→ **EXCERPT PROVIDED**
--- START ---
Status: Existence Unconfirmed

Emmerdale Farm is a long-running British soap opera. Broadcast on ITV since 1972, the show has been on the air for over 50 years. In October 1981, a strike at Yorkshire Television caused the show to go into hiatus from November 1981 to January 1982. Consequently, Episodes 697 to 702 were never broadcast, though their existence has since been disputed.


Emmerdale Farm (now known simply as Emmerdale) was created by Kevin Laffan, a rural soap opera featuring storylines occurring primarily within a fictional Yorkshire Dales village.[1][2] Originally intended as an afternoon television show that would last for three months, its popularity has led to it receiving prime-time television slots, generally attracting around 5 million viewers per episode.[1][2] It was also declared the Best British Soap at the 2016 British Soap Awards.[3] Its most famous episode aired in December 1993, featuring a plane crash that killed several characters and attracting a record 18 million viewers.[4][2]

The show's production was affected by two strikes.[5][6][7] In 1979, a major ITV strike lasting from August to October 1979, affecting all of its shows including Emmerdale Farm.[5] Another strike occurred in October 1981, concerning a dispute between Yorkshire Television and its electricians.[6][7] This lasted throughout much of October, forcing Emmerdale Farm to go on hiatus once Episode 696 was broadcast on 5th November.[7][6] The show would not air new episodes until 12th January 1982.[7][6] Strangely, the first episode broadcast following the hiatus was listed as "Episode 703".[7][6] It therefore suggested that apparent Episodes 697 to 702 were produced, but an executive decision was made to leave them untelevised.[6][7]


Disputes emerge over whether Episodes 697 to 702 actually existed.[8][9][10][6][7] According to show storyliner Lance Parkin in his book 30 Years of Emmerdale, the episodes were officially made but were ultimately never transmitted.[6] However, when prompted regarding the episodes' status, ITV Archive insists no traces of the episodes ever existed because the aforementioned strike halted production.[9][10][8] This therefore creates an unexplained episode title anomaly, which remains as of the present day.[7][9][10] Because of the conflict surrounding the episodes' status, Kaleidoscope lists them as "missing, but was probably never made in the first place".[8]

A suggestion that may help to confirm or deny the existence of 697-702 would be to watch Episodes 696 and 703 to determine whether the narrative occurs seamlessly, or contains unexplained elements that may have arisen from the scrapped episodes.[10] However, the limited home media and streaming release of Emmerdale makes this tougher to achieve.[9]
--- END ---
→ **YOUR TASK**
Answer these from the Emmerdale Farm text above:
(a) In what year did the show begin airing on ITV?
(b) How many viewers did the December 1993 plane crash episode attract?
(c) Under what episode number was the first broadcast after the hiatus listed?

→ **DATA SECTION**
--- START ---
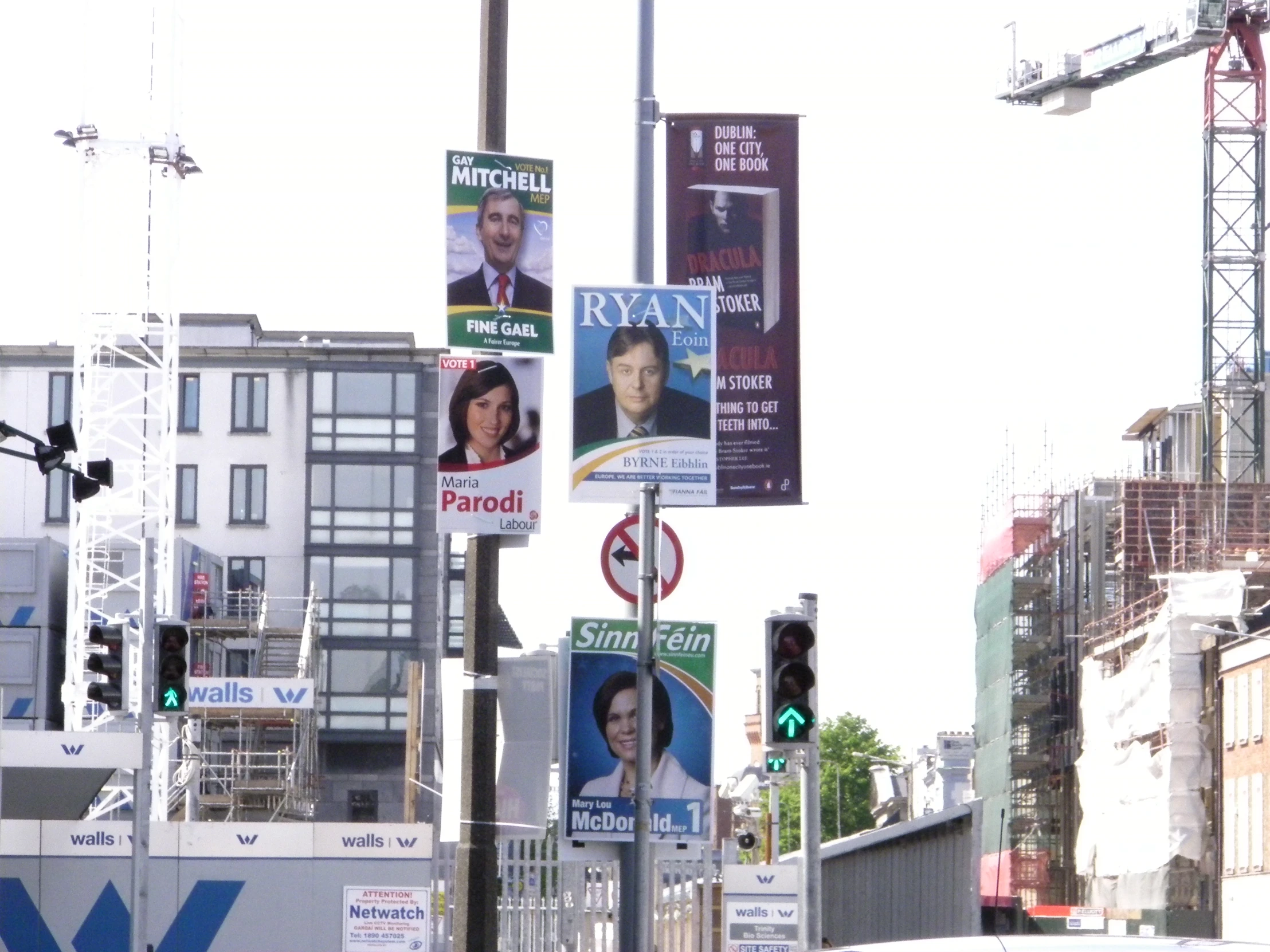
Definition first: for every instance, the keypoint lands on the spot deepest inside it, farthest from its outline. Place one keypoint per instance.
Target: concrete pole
--- END ---
→ **RESULT OF THE EXERCISE**
(a) 1972
(b) A record 18 million
(c) Episode 703